→ **Collected data**:
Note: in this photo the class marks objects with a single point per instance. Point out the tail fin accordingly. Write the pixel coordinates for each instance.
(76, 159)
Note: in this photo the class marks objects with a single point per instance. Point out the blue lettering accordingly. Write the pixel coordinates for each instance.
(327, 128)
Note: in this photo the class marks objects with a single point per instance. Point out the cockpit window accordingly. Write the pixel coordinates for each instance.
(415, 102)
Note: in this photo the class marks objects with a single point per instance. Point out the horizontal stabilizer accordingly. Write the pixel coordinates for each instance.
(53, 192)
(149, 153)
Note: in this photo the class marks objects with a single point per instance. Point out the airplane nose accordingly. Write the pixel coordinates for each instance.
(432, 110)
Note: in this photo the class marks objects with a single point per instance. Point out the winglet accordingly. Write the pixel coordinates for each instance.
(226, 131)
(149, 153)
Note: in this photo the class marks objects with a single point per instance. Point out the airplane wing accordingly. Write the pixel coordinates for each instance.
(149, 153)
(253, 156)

→ **DIRECTIVE**:
Take the lines above and retype all of them exactly.

→ **OUTPUT FOR THIS EXERCISE**:
Note: in this photo the class marks objects with a single point per instance. Point out the tail fin accordingly. Write the pixel coordinates for each instance.
(76, 159)
Note: in this photo the class marks objects with a single point per instance. Point out the blue lettering accordingly. Write the pixel coordinates for each instance.
(327, 128)
Note: in this photo the class marks objects with a single point per instance. Point out the cockpit window accordingly. Write the pixel coordinates for each instance.
(415, 102)
Note: in this photo the class marks objects with a single point per instance. Point out the horizontal stabilizer accordingly. Write the pixel coordinates for each instance.
(53, 192)
(149, 153)
Note: in this photo the class marks objects with a single point per instance. Point out the airplane nose accordingly. Write the pixel coordinates for each instance.
(432, 110)
Note: in this photo the class marks objects with a single point per instance. Point out the winglet accordingly. Write the pixel coordinates for each instance.
(226, 131)
(149, 153)
Note: in this photo the class marks objects with a single point per instance. Point out the airplane wing accordingly. Write the pixel coordinates for each instance.
(149, 153)
(253, 156)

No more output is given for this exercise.